---------- Selected extract ----------

Based upon the evidence, the referee found that Claimant was not reacting psychologically to any real changes in her job responsibilities but was instead reacting to imagined employment events which did not exist in her work environment. We believe that the referee's findings of fact are supported by substantial evidence and that he properly concluded that Claimant failed to prove that she sustained a compensable injury within the meaning of the Act.

The second issue presented for our review is whether the referee and the Board applied an incorrect legal standard in denying Claimant's claim. Claimant contends that Bevilacqua is controlling and that the referee should have considered the evidence of a significant change in Claimant's job responsibilities as sufficient to establish that Claimant's working conditions were not normal and that the employment event which precipitated her stress was real rather than perceived. Both the referee and the Board correctly determined, however, that Bevilacqua is not controlling.

In that case, Bevilacqua experienced depression, anxiety and mental confusion as a result of assuming his father's job, a position of greater responsibility than he had formerly held. He became increasingly unable to perform his daily job functions, and, although his uncles, for whom he worked, did not pressure him to do more work, he felt that he was not performing in a satisfactory manner. Eventually, he became totally disabled and was forced to discontinue his employment. Medical testimony found credible by the referee established that

[ 121 Pa. Commw. Page 17]

    the change in duties in the family business caused Bevilacqua's total mental disability. In the instant matter, Claimant's medical witnesses identified harassment and improper training as the source of Claimant's mental disability. The referee, however, rejected that evidence. It was within his role to do so.

----------

- **Exercise prompt**
Continue the court opinion on the stress-related workers' compensation claim, starting after its final sentence.

---------- Given records ----------

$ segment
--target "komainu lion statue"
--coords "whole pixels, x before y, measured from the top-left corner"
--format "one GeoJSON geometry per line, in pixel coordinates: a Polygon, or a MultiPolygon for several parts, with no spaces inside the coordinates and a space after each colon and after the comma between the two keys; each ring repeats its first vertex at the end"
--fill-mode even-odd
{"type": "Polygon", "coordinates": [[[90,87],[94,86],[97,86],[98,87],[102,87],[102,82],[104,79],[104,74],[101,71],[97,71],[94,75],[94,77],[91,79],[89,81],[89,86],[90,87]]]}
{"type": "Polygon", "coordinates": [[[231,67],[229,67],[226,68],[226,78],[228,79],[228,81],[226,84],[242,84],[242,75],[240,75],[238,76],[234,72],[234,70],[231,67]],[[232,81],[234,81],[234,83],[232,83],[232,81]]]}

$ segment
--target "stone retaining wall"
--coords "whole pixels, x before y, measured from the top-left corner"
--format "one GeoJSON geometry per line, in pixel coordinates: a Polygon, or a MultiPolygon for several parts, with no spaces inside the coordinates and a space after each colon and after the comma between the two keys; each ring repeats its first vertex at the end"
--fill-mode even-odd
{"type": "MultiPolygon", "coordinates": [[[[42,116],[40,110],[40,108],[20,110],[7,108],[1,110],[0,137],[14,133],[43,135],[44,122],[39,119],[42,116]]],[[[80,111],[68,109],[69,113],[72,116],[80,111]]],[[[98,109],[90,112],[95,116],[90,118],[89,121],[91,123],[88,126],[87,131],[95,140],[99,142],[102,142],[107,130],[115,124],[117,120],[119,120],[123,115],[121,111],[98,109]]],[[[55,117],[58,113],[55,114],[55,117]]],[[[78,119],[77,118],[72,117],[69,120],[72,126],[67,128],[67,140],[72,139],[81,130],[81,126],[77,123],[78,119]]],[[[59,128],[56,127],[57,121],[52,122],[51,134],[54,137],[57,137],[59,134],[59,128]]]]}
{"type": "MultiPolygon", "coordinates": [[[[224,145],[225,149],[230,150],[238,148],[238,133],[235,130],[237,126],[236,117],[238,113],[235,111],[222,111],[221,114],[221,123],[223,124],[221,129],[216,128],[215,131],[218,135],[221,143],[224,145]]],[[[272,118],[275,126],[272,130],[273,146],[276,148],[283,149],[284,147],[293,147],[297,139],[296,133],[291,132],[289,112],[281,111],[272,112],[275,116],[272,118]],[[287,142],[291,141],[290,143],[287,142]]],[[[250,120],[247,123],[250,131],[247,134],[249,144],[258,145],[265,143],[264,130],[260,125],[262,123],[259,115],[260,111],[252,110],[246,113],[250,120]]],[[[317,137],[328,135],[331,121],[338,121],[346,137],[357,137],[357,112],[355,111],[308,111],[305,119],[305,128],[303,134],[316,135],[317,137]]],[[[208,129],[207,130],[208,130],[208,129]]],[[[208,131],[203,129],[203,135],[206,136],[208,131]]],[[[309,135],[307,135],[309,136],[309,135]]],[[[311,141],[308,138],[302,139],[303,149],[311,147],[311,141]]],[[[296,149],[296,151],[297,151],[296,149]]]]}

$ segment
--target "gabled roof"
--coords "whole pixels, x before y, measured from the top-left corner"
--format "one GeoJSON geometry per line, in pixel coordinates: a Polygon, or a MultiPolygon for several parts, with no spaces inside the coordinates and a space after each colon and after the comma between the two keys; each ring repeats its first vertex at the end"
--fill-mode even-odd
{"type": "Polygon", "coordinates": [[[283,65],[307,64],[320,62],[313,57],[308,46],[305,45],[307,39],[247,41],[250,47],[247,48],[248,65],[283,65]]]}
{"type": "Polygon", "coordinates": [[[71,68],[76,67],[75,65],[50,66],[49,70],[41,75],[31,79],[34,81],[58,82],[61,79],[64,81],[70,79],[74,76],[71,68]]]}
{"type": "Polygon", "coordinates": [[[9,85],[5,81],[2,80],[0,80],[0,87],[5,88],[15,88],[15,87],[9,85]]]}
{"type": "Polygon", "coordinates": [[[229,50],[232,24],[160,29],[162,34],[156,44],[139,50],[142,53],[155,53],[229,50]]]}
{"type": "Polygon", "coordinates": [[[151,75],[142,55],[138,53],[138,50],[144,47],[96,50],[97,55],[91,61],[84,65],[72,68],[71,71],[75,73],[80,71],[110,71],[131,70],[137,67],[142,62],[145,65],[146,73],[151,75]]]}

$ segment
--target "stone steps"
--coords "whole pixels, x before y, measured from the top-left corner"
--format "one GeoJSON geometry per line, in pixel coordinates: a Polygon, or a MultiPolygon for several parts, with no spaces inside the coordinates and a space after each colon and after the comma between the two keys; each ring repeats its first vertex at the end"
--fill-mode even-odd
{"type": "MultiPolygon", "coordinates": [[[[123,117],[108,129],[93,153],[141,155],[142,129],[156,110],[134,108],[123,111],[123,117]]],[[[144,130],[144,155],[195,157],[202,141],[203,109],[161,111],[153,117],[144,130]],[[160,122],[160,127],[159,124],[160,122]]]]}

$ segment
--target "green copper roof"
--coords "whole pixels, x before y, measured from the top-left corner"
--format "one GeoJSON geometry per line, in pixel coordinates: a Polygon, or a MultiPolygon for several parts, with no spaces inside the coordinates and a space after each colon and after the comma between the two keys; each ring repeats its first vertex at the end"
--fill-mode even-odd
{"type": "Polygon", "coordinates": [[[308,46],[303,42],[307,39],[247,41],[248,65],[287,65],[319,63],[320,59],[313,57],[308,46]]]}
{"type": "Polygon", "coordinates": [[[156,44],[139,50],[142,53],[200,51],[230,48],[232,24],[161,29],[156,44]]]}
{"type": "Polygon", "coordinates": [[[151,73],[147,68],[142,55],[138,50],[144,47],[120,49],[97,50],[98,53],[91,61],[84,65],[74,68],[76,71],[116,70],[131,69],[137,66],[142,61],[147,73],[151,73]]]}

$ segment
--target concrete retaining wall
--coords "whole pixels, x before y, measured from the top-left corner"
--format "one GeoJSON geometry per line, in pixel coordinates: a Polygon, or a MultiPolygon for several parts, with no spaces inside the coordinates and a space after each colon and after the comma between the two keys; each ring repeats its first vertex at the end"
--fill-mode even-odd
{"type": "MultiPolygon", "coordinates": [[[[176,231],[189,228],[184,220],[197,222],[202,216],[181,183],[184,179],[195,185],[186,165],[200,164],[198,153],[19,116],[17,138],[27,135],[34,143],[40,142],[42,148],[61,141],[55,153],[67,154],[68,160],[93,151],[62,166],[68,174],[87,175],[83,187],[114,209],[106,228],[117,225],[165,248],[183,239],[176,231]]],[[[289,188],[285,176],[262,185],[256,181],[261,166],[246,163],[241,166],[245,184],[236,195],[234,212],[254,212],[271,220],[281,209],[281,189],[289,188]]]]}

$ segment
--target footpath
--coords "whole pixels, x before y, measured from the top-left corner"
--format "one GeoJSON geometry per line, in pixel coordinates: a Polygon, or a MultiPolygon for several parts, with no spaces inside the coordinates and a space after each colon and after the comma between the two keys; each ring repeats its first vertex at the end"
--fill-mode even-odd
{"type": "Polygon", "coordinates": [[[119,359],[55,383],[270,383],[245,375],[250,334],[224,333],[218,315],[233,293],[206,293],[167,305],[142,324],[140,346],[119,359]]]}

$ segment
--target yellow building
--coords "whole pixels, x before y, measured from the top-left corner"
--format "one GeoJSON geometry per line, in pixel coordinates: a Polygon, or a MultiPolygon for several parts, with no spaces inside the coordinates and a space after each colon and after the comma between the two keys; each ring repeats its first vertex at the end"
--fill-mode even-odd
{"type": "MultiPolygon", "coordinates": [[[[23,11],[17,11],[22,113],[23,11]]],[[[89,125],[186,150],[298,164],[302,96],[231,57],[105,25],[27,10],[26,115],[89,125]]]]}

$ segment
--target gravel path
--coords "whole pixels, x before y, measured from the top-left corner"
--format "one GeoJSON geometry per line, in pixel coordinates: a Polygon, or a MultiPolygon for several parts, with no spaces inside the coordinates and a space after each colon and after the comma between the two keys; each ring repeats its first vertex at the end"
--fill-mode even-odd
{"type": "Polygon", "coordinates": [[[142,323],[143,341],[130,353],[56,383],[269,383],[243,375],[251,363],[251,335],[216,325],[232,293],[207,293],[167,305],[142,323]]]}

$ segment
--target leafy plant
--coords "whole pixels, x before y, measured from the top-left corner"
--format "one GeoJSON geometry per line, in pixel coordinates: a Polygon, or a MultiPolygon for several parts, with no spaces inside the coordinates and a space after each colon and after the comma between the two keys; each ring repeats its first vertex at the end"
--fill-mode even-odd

----------

- **Solved exercise**
We believe that it is not Bevilacqua, but rather Evans v. Workmen's Compensation Appeal Board (Anchor Hocking, Co.), 87 Pa. Commonwealth Ct. 436, 487 A.2d 477 (1985), that controls here. We held therein that an employee seeking workmen's compensation benefits for a stress-related psychiatric disorder must establish by competent medical testimony that the disorder was based upon something other than normal working conditions. We also held that an honest, but mistaken perception of job harassment and an unfounded fear by the employee that his job was in jeopardy constituted an insufficient basis for a finding that the disorder was job related.

The facts of Evans and the case sub judice are substantially alike. Evans mistakenly perceived that he was being harassed and that his job was being threatened. As a result, he suffered severe depression and a nervous breakdown. Medical testimony established that Evans' fears were unfounded and originated in his misperceptions. Here, as in Evans, Claimant's misperceptions of harassment and improper training aggravated her pre-existing personality disorder and caused her disability. However, this is not a compensable injury under Section 301(c).

We believe that the referee's findings of fact are supported by substantial evidence, and that the Board, in affirming the referee's decision, correctly applied the proper legal standard in denying Claimant compensation. We therefore affirm the Board.

[ 121 Pa. Commw. Page 18]


Now, November 7, 1988, the order of the Workmen's Compensation Appeal Board in the above-captioned matter is affirmed.

Judge MacPhail did not participate in the decision in this case.